Transcribe the records below. Leave every word as it is.

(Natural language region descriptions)
# # #
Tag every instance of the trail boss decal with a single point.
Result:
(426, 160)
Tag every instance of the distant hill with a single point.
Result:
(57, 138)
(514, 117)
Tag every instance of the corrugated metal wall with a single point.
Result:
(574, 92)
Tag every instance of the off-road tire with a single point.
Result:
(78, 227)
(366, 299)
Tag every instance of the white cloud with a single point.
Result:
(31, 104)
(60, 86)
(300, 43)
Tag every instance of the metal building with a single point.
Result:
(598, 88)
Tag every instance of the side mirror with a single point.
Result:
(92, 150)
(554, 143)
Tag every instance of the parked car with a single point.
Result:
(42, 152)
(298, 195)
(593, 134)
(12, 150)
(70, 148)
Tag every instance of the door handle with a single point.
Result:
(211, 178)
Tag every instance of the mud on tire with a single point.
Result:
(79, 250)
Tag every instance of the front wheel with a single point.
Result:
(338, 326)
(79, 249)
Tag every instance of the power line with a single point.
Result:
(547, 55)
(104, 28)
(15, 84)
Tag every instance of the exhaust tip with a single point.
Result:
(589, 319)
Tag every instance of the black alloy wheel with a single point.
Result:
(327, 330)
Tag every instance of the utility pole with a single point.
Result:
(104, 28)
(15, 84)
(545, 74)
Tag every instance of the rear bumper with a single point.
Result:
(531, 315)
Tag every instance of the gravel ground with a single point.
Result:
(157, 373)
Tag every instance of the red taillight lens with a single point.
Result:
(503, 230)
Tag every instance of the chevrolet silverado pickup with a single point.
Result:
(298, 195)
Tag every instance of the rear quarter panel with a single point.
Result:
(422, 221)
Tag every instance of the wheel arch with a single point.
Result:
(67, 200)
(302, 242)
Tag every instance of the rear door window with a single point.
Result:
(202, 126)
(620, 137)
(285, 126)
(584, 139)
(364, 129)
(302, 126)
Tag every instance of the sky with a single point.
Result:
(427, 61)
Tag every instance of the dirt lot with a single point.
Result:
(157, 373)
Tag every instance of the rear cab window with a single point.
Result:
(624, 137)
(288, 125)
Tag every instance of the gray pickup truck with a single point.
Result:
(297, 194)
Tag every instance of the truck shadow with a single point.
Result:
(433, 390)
# # #
Result of this exercise:
Tag every instance of the trail boss decal with a single point.
Result:
(426, 160)
Tag every instance of the distant hill with a single point.
Result:
(57, 138)
(514, 117)
Tag every instance of the corrugated metal wall with a single point.
Result:
(574, 92)
Tag every instance of the off-road tire with a single point.
Result:
(78, 227)
(366, 299)
Tag every instance of the white cloud with a single point.
Result:
(31, 104)
(60, 86)
(300, 43)
Tag every instance of the metal building with a single point.
Result:
(598, 88)
Tag every instance of the side mirror with a single point.
Result:
(92, 150)
(554, 143)
Tag every instance of the parked car with a single point.
Result:
(42, 152)
(298, 195)
(593, 134)
(12, 150)
(70, 148)
Tag every instance of the door handle with a single point.
Result:
(211, 178)
Tag every instance of the mud on tire with a single point.
Result:
(79, 250)
Tag every instance of the front wheel with a single point.
Result:
(338, 326)
(79, 249)
Tag every instance of the power line with a single point.
Result:
(547, 55)
(104, 28)
(15, 84)
Tag every instance of the exhaust tip with a single point.
Result:
(589, 319)
Tag every instance of the black alloy wheel with a single point.
Result:
(327, 330)
Tag every instance of the utility pole with a single point.
Result:
(104, 28)
(15, 84)
(545, 74)
Tag every instance of the rear bumper with a single point.
Result:
(531, 315)
Tag every instance of the gravel ground with a single point.
Result:
(157, 373)
Tag every instance of the red taillight lens with a single point.
Result:
(503, 230)
Tag every instance of the chevrolet silverado pickup with a single point.
Result:
(298, 195)
Tag every instance of the rear quarter panel with a single point.
Result:
(422, 221)
Tag every instance of the wheel arch with a single point.
Result:
(67, 200)
(302, 242)
Tag every instance of the rear door window with a single point.
Result:
(202, 126)
(620, 137)
(285, 126)
(584, 139)
(364, 129)
(302, 126)
Tag every instance of the sky with a single point.
Result:
(427, 61)
Tag every instance of the dirt lot with a single point.
Result:
(157, 373)
Tag every instance of the rear cab window with a single point.
Result:
(624, 137)
(288, 125)
Tag every instance of the gray pickup truck with a single point.
Result:
(297, 194)
Tag every instance of the truck shadow with a single point.
Result:
(433, 390)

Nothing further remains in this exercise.